** Directive **
Starting at the line that contains "task: segment the range hood" and ending at the line that contains "274], [641, 263]]", with both of those lines included, arrange the lines of the records below as a Markdown table with the columns Row and Line. Number each line in Row, and leave out blank lines.

** Task data **
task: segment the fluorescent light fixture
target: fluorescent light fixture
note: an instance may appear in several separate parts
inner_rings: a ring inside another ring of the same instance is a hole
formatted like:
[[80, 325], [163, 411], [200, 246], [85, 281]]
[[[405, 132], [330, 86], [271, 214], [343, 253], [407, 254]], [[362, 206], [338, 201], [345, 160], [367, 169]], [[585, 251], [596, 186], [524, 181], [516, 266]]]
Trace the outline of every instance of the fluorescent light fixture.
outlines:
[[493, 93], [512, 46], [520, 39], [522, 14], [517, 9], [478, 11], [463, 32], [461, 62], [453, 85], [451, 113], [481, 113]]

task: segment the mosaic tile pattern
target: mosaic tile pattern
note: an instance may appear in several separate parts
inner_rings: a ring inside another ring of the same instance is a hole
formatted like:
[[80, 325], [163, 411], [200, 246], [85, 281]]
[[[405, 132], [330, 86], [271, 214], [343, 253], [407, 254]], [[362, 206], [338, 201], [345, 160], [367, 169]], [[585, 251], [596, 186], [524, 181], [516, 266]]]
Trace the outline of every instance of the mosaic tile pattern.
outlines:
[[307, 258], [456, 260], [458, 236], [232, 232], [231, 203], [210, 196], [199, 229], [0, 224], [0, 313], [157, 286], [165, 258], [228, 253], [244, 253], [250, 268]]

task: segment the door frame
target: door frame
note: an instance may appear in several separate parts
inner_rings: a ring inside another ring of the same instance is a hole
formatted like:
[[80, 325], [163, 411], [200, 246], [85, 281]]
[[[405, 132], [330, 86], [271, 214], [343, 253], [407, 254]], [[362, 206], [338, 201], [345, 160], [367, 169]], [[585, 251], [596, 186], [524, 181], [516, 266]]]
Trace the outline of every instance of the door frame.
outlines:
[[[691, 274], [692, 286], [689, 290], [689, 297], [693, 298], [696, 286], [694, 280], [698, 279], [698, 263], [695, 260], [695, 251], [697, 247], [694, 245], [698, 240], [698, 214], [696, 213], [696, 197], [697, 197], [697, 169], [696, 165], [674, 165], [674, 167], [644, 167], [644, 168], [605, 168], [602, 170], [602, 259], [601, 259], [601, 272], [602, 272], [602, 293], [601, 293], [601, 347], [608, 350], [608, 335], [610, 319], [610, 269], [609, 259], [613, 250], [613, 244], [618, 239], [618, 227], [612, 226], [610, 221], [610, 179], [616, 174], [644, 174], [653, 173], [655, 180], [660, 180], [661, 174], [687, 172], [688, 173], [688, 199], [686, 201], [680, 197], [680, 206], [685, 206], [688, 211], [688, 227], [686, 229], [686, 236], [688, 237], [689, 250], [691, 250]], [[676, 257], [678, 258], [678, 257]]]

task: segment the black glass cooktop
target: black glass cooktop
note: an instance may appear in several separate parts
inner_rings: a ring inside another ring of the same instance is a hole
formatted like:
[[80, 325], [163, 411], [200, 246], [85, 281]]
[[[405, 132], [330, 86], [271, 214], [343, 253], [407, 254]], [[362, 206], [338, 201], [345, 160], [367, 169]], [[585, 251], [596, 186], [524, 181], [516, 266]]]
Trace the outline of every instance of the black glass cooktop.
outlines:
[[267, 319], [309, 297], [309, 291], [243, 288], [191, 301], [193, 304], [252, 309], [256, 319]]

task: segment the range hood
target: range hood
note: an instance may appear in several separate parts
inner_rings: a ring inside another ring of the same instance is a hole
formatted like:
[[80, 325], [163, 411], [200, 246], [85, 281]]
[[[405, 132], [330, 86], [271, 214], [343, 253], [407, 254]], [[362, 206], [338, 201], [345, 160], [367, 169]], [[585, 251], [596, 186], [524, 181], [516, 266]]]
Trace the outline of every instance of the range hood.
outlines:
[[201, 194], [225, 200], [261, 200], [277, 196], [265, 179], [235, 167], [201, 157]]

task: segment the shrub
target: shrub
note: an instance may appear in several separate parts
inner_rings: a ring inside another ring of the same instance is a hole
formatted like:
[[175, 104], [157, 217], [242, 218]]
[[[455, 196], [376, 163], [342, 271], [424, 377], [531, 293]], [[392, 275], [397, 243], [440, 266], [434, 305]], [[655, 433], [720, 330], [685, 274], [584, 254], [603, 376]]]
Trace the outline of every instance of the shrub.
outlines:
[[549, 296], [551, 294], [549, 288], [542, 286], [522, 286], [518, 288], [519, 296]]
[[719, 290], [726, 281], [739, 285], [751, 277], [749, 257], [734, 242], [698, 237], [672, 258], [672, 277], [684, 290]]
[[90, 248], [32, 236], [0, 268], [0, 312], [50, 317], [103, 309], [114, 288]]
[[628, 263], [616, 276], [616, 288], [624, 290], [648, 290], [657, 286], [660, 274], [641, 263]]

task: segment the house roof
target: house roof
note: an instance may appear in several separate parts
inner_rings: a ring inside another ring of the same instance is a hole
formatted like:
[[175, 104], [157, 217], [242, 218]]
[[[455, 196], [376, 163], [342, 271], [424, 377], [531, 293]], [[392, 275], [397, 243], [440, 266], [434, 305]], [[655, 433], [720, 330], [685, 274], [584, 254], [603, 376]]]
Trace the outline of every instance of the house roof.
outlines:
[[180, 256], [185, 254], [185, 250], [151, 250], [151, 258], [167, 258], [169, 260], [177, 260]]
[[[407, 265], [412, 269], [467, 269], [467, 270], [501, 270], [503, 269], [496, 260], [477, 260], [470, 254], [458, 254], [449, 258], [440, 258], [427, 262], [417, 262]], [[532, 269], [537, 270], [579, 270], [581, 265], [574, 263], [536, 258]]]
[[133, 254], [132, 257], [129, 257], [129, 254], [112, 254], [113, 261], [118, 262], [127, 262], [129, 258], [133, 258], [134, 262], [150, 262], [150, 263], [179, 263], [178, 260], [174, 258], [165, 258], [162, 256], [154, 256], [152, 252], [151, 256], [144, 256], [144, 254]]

** Answer **
| Row | Line |
|---|---|
| 1 | task: segment the range hood |
| 2 | target: range hood |
| 3 | note: an instance may appear in several separate parts |
| 4 | inner_rings: a ring inside another ring of the same instance is a hole |
| 5 | formatted like: |
| 6 | [[80, 325], [163, 411], [200, 246], [85, 281]] |
| 7 | [[[405, 132], [330, 86], [271, 214], [343, 253], [407, 254]], [[362, 206], [338, 201], [345, 160], [367, 169]], [[585, 251], [596, 186], [524, 181], [516, 266]]] |
| 8 | Trace the outline of every instance of the range hood. |
| 9 | outlines: |
| 10 | [[201, 194], [225, 200], [261, 200], [277, 196], [265, 179], [235, 167], [201, 157]] |
| 11 | task: segment the shrub |
| 12 | target: shrub |
| 13 | note: an instance may appear in several separate parts |
| 14 | inner_rings: a ring inside another ring of the same instance is a hole |
| 15 | formatted like: |
| 16 | [[175, 104], [157, 217], [242, 218]] |
| 17 | [[[455, 196], [376, 163], [342, 271], [424, 377], [531, 293]], [[392, 275], [397, 243], [440, 266], [434, 305]], [[655, 433], [720, 330], [685, 274], [584, 254], [603, 376]]] |
| 18 | Trace the outline of every instance of the shrub. |
| 19 | outlines: |
| 20 | [[549, 296], [551, 294], [549, 288], [542, 286], [522, 286], [518, 288], [519, 296]] |
| 21 | [[719, 290], [726, 281], [739, 285], [751, 277], [749, 257], [734, 242], [698, 237], [672, 258], [672, 277], [684, 290]] |
| 22 | [[90, 248], [32, 236], [0, 268], [0, 312], [50, 317], [103, 309], [114, 288]] |
| 23 | [[628, 263], [616, 276], [616, 288], [624, 290], [648, 290], [657, 286], [660, 274], [641, 263]] |